## Begin Listed entries
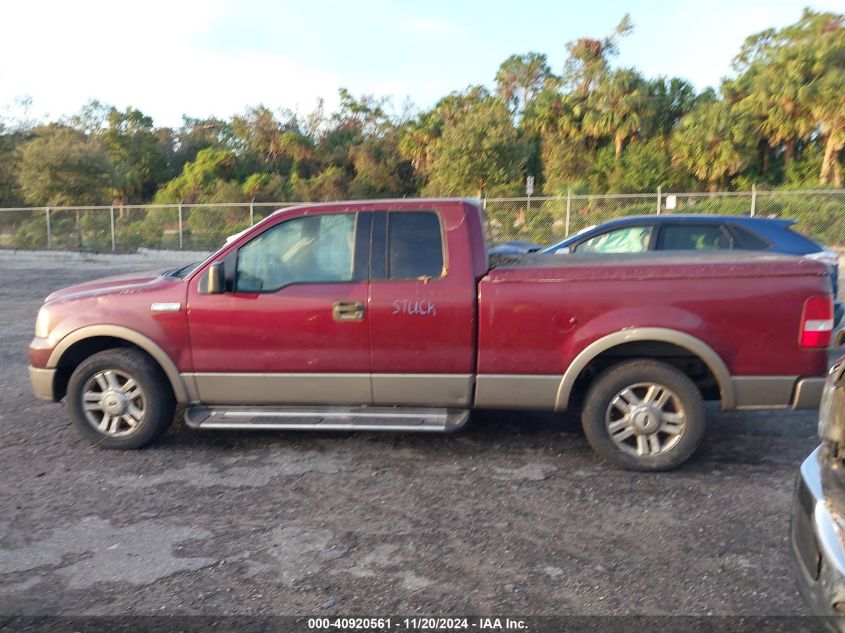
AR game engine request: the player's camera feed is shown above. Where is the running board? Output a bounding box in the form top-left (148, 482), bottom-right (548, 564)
top-left (185, 406), bottom-right (469, 433)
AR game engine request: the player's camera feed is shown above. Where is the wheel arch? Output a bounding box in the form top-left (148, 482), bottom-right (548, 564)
top-left (555, 328), bottom-right (735, 411)
top-left (47, 325), bottom-right (188, 402)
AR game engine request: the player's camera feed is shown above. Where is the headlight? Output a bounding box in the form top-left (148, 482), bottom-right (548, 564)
top-left (819, 359), bottom-right (845, 448)
top-left (35, 308), bottom-right (50, 338)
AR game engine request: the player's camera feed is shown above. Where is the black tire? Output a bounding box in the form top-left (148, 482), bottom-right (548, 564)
top-left (581, 360), bottom-right (705, 471)
top-left (67, 349), bottom-right (176, 449)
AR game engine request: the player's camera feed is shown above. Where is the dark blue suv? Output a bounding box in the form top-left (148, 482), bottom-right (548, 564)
top-left (540, 215), bottom-right (842, 324)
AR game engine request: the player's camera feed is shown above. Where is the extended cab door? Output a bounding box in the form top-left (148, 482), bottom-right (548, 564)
top-left (369, 206), bottom-right (476, 407)
top-left (188, 211), bottom-right (372, 404)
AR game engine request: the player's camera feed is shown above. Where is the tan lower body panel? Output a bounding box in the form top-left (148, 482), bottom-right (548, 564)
top-left (475, 374), bottom-right (562, 411)
top-left (373, 374), bottom-right (473, 408)
top-left (193, 373), bottom-right (371, 404)
top-left (182, 373), bottom-right (473, 408)
top-left (29, 365), bottom-right (56, 400)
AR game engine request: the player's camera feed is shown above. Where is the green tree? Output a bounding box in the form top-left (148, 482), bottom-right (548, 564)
top-left (423, 97), bottom-right (525, 196)
top-left (563, 14), bottom-right (634, 99)
top-left (18, 124), bottom-right (111, 206)
top-left (671, 100), bottom-right (754, 191)
top-left (583, 69), bottom-right (651, 161)
top-left (155, 148), bottom-right (239, 203)
top-left (496, 53), bottom-right (552, 117)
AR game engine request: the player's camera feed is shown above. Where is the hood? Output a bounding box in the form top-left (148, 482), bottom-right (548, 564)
top-left (44, 269), bottom-right (174, 303)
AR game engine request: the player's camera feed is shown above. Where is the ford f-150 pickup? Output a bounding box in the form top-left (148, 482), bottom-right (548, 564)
top-left (29, 200), bottom-right (833, 470)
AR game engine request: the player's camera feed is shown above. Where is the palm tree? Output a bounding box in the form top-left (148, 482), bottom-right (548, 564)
top-left (671, 100), bottom-right (754, 191)
top-left (584, 69), bottom-right (650, 162)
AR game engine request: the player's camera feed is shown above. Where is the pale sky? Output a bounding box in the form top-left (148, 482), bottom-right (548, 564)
top-left (0, 0), bottom-right (845, 126)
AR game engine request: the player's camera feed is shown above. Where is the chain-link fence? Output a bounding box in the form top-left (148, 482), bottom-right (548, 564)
top-left (0, 202), bottom-right (294, 252)
top-left (0, 190), bottom-right (845, 252)
top-left (484, 190), bottom-right (845, 246)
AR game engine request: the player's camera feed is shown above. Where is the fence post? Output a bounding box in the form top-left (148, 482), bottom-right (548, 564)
top-left (179, 200), bottom-right (182, 251)
top-left (47, 207), bottom-right (53, 250)
top-left (751, 183), bottom-right (757, 218)
top-left (109, 205), bottom-right (116, 253)
top-left (563, 189), bottom-right (572, 237)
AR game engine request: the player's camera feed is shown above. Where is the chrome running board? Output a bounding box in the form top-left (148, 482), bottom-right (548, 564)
top-left (185, 406), bottom-right (469, 433)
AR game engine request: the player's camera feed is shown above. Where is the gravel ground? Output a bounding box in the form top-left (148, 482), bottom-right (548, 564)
top-left (0, 252), bottom-right (840, 615)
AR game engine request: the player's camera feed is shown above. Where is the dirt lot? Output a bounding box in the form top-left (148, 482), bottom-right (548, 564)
top-left (0, 252), bottom-right (840, 615)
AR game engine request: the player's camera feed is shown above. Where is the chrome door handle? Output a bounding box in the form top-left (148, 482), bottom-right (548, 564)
top-left (332, 301), bottom-right (364, 321)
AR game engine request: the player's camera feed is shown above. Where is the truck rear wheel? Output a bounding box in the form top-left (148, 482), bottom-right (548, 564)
top-left (581, 360), bottom-right (705, 471)
top-left (67, 349), bottom-right (175, 449)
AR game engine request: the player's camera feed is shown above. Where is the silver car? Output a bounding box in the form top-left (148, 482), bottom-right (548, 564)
top-left (790, 348), bottom-right (845, 632)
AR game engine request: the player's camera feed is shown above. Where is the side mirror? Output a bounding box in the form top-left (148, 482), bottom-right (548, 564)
top-left (199, 262), bottom-right (226, 295)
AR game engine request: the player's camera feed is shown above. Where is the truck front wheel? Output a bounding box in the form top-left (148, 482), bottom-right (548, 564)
top-left (581, 360), bottom-right (705, 471)
top-left (67, 349), bottom-right (175, 449)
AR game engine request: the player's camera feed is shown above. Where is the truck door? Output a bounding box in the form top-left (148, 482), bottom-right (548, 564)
top-left (188, 212), bottom-right (372, 404)
top-left (369, 210), bottom-right (476, 407)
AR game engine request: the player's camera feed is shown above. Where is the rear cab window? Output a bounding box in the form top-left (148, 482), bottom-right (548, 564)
top-left (657, 224), bottom-right (734, 251)
top-left (372, 211), bottom-right (446, 280)
top-left (572, 224), bottom-right (654, 253)
top-left (728, 224), bottom-right (771, 251)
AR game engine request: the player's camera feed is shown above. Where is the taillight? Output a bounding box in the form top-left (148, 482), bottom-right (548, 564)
top-left (799, 295), bottom-right (833, 347)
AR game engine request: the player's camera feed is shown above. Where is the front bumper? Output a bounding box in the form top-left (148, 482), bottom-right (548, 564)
top-left (790, 446), bottom-right (845, 632)
top-left (29, 365), bottom-right (56, 401)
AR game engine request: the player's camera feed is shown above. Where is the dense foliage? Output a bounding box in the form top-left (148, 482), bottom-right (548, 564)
top-left (0, 9), bottom-right (845, 207)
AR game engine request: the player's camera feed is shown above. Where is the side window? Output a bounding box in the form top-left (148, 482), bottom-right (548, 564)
top-left (657, 224), bottom-right (733, 251)
top-left (573, 225), bottom-right (654, 253)
top-left (387, 211), bottom-right (443, 279)
top-left (730, 224), bottom-right (771, 251)
top-left (235, 213), bottom-right (356, 292)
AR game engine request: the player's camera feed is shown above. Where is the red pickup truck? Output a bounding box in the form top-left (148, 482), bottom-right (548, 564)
top-left (29, 200), bottom-right (833, 470)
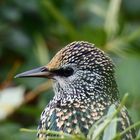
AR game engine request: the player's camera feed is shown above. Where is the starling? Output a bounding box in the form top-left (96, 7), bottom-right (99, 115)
top-left (16, 41), bottom-right (135, 140)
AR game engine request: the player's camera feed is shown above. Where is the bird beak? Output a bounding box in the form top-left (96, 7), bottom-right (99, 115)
top-left (15, 67), bottom-right (53, 78)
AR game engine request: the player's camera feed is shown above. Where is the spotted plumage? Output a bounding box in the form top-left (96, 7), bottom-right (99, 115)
top-left (15, 41), bottom-right (135, 140)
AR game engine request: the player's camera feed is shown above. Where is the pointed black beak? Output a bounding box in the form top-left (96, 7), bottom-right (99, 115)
top-left (15, 67), bottom-right (53, 78)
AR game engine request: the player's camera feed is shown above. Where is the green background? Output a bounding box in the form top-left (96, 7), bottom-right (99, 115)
top-left (0, 0), bottom-right (140, 140)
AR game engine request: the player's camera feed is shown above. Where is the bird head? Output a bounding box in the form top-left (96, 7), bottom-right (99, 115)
top-left (16, 41), bottom-right (117, 101)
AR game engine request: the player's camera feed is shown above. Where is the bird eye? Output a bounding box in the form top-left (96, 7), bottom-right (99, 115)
top-left (55, 67), bottom-right (74, 77)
## End Listed entries
(What you need to do): Please copy out, without any change, the entries from the line with "the truck rear" to the line with "top-left (29, 365), bottom-right (56, 401)", both of those lines included.

(Full solution):
AR game engine request: the player's camera feed is shown above. Where is the truck rear wheel? Output a bounding box in the form top-left (148, 482), bottom-right (548, 564)
top-left (581, 360), bottom-right (705, 471)
top-left (67, 349), bottom-right (175, 449)
AR game engine request: the player's camera feed is shown above. Where is the silver car? Output a bounding box in the form top-left (148, 482), bottom-right (548, 564)
top-left (790, 348), bottom-right (845, 632)
AR game engine request: the player's camera feed is shown above. Where is the side mirror? Output a bounding box in the form top-left (148, 482), bottom-right (548, 564)
top-left (199, 262), bottom-right (226, 295)
AR game engine request: the player's camera feed is shown above. Where is the truck front wheel? Output a bounding box in the form top-left (148, 482), bottom-right (548, 564)
top-left (581, 360), bottom-right (705, 471)
top-left (67, 349), bottom-right (175, 449)
AR game engine request: the player's camera feed is shown above. Where is the truck door? Output a bounding box in the form top-left (148, 482), bottom-right (548, 564)
top-left (188, 212), bottom-right (372, 404)
top-left (369, 210), bottom-right (476, 407)
AR game engine request: the player's camera feed is shown above. Where is the rear cab window? Output a bounding box in the form top-left (148, 482), bottom-right (548, 564)
top-left (657, 224), bottom-right (734, 251)
top-left (372, 211), bottom-right (446, 280)
top-left (572, 224), bottom-right (654, 253)
top-left (728, 224), bottom-right (771, 251)
AR game engine request: the player's camera feed is shown above. Where is the taillight? Output a bounding box in the form top-left (148, 482), bottom-right (548, 564)
top-left (799, 295), bottom-right (833, 347)
AR game engine request: the player's camera feed is shown above. Where is the front bumper? Output a bounding box in the form top-left (148, 482), bottom-right (548, 564)
top-left (790, 446), bottom-right (845, 632)
top-left (29, 365), bottom-right (56, 401)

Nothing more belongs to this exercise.